*** Material supplied Section Begins ***

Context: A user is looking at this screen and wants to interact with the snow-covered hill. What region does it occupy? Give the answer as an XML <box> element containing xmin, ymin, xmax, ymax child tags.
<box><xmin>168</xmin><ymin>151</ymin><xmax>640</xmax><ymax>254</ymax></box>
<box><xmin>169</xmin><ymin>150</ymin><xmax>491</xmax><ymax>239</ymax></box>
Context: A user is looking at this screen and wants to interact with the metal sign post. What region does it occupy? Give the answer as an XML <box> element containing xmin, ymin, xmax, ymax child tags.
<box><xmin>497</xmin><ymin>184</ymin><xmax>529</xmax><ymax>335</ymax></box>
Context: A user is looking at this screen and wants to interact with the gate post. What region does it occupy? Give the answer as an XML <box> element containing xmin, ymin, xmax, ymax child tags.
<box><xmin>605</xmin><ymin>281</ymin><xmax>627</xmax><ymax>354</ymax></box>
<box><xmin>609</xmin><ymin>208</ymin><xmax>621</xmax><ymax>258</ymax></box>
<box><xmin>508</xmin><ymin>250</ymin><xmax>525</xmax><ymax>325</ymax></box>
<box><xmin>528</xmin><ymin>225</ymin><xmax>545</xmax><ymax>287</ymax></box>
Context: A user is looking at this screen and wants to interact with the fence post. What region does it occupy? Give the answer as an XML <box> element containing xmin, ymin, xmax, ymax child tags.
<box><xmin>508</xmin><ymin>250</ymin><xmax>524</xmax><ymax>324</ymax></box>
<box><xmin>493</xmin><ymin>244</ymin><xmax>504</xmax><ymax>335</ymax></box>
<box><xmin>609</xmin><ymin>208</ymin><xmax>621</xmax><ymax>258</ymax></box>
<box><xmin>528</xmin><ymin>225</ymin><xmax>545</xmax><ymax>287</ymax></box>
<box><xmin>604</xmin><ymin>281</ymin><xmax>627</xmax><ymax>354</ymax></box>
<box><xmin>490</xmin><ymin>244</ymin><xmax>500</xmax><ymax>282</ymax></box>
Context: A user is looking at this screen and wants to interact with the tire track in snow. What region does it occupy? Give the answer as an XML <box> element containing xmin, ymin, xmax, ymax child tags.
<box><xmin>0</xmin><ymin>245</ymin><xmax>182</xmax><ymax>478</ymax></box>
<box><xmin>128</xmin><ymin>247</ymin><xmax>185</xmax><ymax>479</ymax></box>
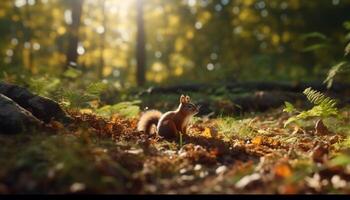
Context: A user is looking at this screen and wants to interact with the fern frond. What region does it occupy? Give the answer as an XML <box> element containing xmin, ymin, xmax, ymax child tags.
<box><xmin>284</xmin><ymin>88</ymin><xmax>338</xmax><ymax>127</ymax></box>
<box><xmin>283</xmin><ymin>102</ymin><xmax>297</xmax><ymax>113</ymax></box>
<box><xmin>345</xmin><ymin>42</ymin><xmax>350</xmax><ymax>56</ymax></box>
<box><xmin>323</xmin><ymin>62</ymin><xmax>348</xmax><ymax>89</ymax></box>
<box><xmin>303</xmin><ymin>87</ymin><xmax>337</xmax><ymax>108</ymax></box>
<box><xmin>86</xmin><ymin>82</ymin><xmax>108</xmax><ymax>95</ymax></box>
<box><xmin>300</xmin><ymin>32</ymin><xmax>327</xmax><ymax>41</ymax></box>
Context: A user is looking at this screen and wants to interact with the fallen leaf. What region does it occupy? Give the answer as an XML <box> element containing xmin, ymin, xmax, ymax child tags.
<box><xmin>312</xmin><ymin>144</ymin><xmax>329</xmax><ymax>163</ymax></box>
<box><xmin>274</xmin><ymin>163</ymin><xmax>292</xmax><ymax>178</ymax></box>
<box><xmin>202</xmin><ymin>127</ymin><xmax>212</xmax><ymax>138</ymax></box>
<box><xmin>252</xmin><ymin>136</ymin><xmax>263</xmax><ymax>145</ymax></box>
<box><xmin>315</xmin><ymin>119</ymin><xmax>332</xmax><ymax>135</ymax></box>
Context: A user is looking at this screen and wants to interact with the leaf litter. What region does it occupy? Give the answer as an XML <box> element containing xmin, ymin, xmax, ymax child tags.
<box><xmin>0</xmin><ymin>108</ymin><xmax>350</xmax><ymax>194</ymax></box>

*** Material supplied Section Ends ***

* [Aim of the exercise]: Copy exactly the line containing "with the leaf" and every line after it, ending with the last line of the records above.

* [Result of the task]:
Context: A user is looking at this screen and wants to interact with the leaf litter. What region does it occupy? Give the answer as an XML <box> element containing xmin, ymin, xmax, ymax child tags.
<box><xmin>0</xmin><ymin>108</ymin><xmax>350</xmax><ymax>194</ymax></box>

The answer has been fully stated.